## Problem to solve:
What is needed is every line of the data that includes the word "provide". Please copy each one.

## Stored data:
• • • •

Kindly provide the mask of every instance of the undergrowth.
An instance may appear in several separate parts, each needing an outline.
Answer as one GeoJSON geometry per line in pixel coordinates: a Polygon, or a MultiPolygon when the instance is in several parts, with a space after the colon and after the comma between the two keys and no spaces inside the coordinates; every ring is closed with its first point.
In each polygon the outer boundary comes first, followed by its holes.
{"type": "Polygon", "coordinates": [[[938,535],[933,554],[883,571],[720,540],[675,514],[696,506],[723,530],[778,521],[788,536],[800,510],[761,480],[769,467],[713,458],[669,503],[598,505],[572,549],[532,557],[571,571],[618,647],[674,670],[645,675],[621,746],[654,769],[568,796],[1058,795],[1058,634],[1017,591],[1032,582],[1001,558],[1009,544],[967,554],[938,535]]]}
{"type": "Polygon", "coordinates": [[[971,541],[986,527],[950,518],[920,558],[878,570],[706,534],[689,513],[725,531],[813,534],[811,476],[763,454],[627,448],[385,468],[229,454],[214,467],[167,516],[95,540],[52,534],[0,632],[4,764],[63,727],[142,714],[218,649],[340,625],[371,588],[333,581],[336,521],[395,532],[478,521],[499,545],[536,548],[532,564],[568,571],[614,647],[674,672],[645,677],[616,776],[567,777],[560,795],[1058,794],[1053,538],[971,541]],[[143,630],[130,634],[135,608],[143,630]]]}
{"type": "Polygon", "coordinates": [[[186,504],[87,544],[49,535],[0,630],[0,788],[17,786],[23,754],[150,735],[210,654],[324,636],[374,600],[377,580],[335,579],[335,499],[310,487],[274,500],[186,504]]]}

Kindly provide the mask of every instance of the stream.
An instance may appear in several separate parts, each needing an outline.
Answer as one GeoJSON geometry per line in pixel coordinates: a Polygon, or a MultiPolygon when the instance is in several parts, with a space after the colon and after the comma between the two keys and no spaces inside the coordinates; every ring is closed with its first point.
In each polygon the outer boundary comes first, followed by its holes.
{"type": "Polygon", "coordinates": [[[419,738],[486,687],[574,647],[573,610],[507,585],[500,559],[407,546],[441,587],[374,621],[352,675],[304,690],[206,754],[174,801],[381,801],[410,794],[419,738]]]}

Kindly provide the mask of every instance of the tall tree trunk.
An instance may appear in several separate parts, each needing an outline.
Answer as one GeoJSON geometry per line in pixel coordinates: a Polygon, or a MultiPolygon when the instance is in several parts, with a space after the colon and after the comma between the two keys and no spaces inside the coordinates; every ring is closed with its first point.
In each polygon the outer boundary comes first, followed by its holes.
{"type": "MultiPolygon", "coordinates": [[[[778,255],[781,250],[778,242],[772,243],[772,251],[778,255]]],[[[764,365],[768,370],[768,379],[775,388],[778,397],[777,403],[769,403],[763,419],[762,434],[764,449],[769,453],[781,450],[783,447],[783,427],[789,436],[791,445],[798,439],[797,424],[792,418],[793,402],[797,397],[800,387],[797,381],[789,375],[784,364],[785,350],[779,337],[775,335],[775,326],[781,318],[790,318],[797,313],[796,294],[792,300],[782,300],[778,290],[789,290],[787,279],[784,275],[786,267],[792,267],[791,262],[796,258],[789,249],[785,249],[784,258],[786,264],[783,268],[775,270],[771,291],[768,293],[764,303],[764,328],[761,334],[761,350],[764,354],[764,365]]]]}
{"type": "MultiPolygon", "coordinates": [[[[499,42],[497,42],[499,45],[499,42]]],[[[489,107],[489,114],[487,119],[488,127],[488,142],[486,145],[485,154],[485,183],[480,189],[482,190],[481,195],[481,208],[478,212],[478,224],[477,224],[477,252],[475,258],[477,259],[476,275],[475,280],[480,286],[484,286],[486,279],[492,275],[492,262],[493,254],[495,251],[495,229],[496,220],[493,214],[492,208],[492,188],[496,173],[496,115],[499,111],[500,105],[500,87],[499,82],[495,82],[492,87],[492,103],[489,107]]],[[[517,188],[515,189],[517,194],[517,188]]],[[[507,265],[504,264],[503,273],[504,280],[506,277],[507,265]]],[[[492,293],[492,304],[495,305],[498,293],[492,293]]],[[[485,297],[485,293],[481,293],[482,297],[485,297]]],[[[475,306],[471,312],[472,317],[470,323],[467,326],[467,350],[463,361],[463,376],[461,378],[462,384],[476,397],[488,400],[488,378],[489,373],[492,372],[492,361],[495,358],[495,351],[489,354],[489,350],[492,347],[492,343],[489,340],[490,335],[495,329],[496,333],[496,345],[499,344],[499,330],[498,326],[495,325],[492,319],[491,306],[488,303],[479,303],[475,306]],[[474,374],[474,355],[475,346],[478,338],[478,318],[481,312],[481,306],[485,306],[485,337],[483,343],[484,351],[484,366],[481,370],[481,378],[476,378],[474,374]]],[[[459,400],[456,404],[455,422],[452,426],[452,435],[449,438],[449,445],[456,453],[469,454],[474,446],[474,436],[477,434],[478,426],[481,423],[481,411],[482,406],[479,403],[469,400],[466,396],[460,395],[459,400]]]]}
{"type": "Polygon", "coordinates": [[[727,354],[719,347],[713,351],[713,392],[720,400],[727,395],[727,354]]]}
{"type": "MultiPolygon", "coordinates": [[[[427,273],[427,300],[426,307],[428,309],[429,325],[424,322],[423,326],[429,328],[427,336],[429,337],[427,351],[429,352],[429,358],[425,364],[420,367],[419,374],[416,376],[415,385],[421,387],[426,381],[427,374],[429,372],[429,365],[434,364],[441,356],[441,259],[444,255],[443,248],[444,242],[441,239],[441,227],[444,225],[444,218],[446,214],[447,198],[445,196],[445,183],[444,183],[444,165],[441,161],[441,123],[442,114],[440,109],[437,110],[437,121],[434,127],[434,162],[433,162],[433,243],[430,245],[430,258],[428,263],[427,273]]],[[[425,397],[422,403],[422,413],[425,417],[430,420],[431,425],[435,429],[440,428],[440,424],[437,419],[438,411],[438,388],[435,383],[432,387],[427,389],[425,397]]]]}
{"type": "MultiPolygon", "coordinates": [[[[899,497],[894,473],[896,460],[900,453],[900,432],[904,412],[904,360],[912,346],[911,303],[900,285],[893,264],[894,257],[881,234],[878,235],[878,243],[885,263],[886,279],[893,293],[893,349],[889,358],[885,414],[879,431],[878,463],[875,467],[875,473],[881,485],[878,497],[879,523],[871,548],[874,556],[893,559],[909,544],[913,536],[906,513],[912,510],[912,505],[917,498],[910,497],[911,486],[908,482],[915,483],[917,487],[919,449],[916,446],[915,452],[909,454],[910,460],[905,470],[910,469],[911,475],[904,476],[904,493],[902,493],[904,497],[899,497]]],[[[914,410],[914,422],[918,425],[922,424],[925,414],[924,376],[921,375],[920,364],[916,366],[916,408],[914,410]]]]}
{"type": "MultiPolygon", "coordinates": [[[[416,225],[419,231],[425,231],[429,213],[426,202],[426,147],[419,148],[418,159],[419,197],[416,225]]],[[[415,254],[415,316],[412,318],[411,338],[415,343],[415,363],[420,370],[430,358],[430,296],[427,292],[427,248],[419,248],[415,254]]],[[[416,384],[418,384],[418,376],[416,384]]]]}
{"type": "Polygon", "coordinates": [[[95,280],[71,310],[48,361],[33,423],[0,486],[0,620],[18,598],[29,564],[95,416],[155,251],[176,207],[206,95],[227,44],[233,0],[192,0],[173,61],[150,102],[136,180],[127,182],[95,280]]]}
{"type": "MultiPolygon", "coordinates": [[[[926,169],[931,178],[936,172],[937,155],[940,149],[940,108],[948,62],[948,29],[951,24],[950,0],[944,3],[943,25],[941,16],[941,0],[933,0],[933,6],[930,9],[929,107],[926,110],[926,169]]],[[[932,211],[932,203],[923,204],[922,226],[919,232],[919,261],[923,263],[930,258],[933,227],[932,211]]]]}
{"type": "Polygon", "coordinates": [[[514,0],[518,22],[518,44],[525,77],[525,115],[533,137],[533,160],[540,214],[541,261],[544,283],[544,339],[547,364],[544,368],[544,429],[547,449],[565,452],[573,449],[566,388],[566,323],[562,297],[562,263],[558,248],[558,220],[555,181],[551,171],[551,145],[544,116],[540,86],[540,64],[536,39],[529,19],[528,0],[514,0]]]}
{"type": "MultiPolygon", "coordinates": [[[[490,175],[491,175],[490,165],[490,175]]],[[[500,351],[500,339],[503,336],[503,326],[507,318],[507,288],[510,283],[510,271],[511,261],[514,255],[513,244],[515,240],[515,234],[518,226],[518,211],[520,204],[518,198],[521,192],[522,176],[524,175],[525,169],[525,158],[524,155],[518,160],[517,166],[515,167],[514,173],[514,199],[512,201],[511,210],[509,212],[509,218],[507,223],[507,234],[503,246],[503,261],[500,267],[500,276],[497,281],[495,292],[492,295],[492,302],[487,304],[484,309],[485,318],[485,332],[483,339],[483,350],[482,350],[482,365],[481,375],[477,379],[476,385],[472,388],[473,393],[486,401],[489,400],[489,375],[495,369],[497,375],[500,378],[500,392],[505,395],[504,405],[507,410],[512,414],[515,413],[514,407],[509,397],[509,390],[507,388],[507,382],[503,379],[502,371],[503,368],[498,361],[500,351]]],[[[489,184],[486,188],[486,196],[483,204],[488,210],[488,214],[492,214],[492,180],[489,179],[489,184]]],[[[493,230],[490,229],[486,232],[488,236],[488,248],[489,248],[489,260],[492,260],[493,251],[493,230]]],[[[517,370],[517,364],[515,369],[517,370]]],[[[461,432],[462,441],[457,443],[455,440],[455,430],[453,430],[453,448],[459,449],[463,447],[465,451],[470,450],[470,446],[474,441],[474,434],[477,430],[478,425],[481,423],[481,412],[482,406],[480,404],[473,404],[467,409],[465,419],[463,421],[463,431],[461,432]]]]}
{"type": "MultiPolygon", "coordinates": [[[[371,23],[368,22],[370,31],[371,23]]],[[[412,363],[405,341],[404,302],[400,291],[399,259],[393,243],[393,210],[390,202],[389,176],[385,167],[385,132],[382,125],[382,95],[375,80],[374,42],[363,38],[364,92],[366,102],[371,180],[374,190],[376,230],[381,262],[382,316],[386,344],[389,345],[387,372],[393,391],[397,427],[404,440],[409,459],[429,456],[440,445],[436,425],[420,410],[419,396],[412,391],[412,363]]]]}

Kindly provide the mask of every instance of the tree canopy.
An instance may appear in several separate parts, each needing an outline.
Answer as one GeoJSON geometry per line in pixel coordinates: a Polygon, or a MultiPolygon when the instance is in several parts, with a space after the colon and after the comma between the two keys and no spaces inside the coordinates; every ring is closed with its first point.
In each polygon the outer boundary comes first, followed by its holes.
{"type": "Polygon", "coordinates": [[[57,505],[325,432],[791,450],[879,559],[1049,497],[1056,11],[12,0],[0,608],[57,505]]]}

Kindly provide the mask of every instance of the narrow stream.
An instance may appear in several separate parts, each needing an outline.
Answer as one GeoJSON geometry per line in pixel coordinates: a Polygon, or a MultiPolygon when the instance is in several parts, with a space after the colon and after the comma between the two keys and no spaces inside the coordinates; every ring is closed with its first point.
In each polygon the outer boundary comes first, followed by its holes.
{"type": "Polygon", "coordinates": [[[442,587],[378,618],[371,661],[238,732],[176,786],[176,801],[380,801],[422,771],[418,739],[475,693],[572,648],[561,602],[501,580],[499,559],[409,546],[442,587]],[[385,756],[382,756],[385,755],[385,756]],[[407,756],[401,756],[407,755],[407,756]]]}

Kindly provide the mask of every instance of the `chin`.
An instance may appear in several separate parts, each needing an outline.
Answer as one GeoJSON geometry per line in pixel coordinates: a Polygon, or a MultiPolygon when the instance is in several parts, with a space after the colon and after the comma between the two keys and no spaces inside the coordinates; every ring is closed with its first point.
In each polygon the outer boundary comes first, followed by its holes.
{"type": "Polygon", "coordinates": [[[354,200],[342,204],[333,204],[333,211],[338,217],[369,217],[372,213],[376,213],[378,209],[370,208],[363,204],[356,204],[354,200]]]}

• • • •

## Solution:
Kindly provide the mask of every instance of the undergrowth.
Kindly provide the mask of every instance of the stream.
Kindly provide the mask of every instance of the tall tree trunk.
Kindly provide the mask of every instance of the tree canopy.
Kindly provide the mask of every instance of the narrow stream.
Kindly provide the mask of every instance of the `chin`.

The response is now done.